**Parts of the exercise:**
1. Name every company in the credit card reform passage that is shown with a stock exchange ticker.
2. From the credit card reform passage, quote the words starting with "Financial innovation at" and going on through "in the process.".

**Document passage:**
┌────────

As has happened so many times over the past two years, the law of unintended consequences has come home to roost, this time in the credit card industry. After landmark credit card reform legislation passed, billed as a way to turn the tables on predatory lenders and save credit card holders from getting nickeled and dimed to death, some optimistic consumer advocates hoped that things would be better for borrowers.

But things haven't quite turned out that way.

Financial innovation at work
Instead, banks did what realists expected them to do: They found ways around some of the limitations that credit card reform imposed on them, and discovered new ways to boost their fee income back to pre-reform levels.

An article in The Wall Street Journal over the weekend went into some of the novel methods that various card issuers have devised to boost revenue:

  • JPMorgan Chase (NYSE: JPM  ) and Bank of America (NYSE: BAC  ) have raised their minimum payments. Some argue that they're trying to force cash-strapped borrowers to miss those payments, incurring hefty late payment fees in the process.
  • Discover Financial (NYSE: DFS  ) and HSBC (NYSE: HBC  ) have increased their efforts to sign up cardholders for payment-protection plans -- high-priced insurance programs that promise to cover minimum payments in the event of job loss, illness, or disability.
  • Prepaid cards may seem like a convenient way to make gifts or help kids learn the ins and outs of using plastic. But they've also become a big hit among issuers, because they aren't subject to the same restrictions that regular credit and debit cards are. Not only has Capital One (NYSE: COF  ) ramped up its card offerings, but brand-new companies such as Green Dot (Nasdaq: GDOT  ) and NetSpend Holdings (Nasdaq: NTSP  ) have soared since their respective IPOs in July and October.

Financial companies are making every effort to maintain their profits from credit cards and related businesses, and investors are putting their money on those companies to succeed.

Big surprise!

└────────

Data entries:
┌────────

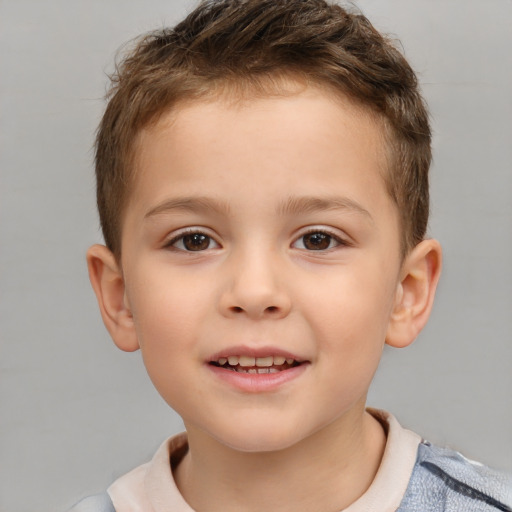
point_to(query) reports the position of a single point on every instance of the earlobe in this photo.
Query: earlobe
(415, 293)
(108, 284)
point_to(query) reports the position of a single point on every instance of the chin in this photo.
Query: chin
(259, 440)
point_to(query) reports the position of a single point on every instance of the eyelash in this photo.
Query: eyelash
(171, 244)
(332, 237)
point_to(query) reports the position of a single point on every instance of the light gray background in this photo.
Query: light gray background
(76, 412)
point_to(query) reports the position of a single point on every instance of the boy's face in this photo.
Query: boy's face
(262, 229)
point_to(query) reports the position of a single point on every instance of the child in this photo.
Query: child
(262, 179)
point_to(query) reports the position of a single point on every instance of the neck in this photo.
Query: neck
(327, 471)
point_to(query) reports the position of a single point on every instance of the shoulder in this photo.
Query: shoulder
(445, 481)
(97, 503)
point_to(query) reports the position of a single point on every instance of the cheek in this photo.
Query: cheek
(167, 312)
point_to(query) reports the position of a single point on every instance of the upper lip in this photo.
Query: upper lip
(263, 351)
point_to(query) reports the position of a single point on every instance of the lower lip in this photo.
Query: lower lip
(258, 382)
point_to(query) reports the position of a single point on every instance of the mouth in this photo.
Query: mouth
(255, 365)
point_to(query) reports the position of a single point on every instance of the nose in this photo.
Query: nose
(255, 288)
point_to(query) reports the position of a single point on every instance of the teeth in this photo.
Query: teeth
(260, 362)
(246, 361)
(264, 361)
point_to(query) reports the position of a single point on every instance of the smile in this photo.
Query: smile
(255, 365)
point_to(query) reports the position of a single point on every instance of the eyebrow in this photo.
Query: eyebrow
(291, 206)
(296, 205)
(190, 204)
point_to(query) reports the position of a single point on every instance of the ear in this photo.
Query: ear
(415, 293)
(108, 283)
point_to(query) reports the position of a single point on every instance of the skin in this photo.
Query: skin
(253, 179)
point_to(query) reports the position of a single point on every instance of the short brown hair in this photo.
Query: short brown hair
(247, 43)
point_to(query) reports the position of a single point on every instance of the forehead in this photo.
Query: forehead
(302, 133)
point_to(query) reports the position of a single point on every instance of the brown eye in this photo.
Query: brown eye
(196, 242)
(317, 241)
(193, 242)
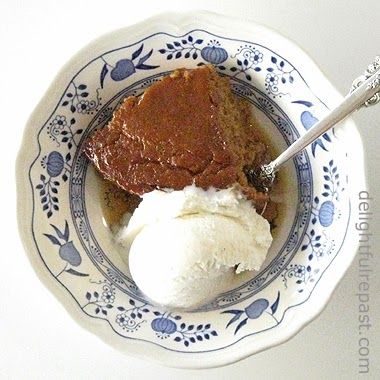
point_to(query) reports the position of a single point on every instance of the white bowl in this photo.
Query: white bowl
(72, 250)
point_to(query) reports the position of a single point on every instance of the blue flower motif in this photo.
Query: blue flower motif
(163, 325)
(271, 79)
(54, 164)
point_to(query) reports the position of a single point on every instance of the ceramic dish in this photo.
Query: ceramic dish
(71, 247)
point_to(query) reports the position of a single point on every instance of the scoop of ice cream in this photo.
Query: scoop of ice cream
(185, 246)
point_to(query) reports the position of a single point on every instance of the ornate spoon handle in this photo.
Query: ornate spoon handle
(365, 91)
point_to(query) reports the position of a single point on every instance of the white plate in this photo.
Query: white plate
(71, 248)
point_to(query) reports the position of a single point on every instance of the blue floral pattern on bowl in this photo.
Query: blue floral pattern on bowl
(72, 242)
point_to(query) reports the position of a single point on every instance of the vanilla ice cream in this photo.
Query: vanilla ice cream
(186, 246)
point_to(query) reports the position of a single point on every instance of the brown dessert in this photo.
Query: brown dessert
(187, 128)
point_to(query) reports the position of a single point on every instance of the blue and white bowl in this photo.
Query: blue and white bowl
(72, 250)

└────────

**Solutions below:**
1.
JPMorgan Chase
Bank of America
Discover Financial
HSBC
Capital One
Green Dot
NetSpend Holdings

2.
Financial innovation at work
Instead, banks did what realists expected them to do: They found ways around some of the limitations that credit card reform imposed on them, and discovered new ways to boost their fee income back to pre-reform levels.

An article in The Wall Street Journal over the weekend went into some of the novel methods that various card issuers have devised to boost revenue:

  • JPMorgan Chase (NYSE: JPM  ) and Bank of America (NYSE: BAC  ) have raised their minimum payments. Some argue that they're trying to force cash-strapped borrowers to miss those payments, incurring hefty late payment fees in the process.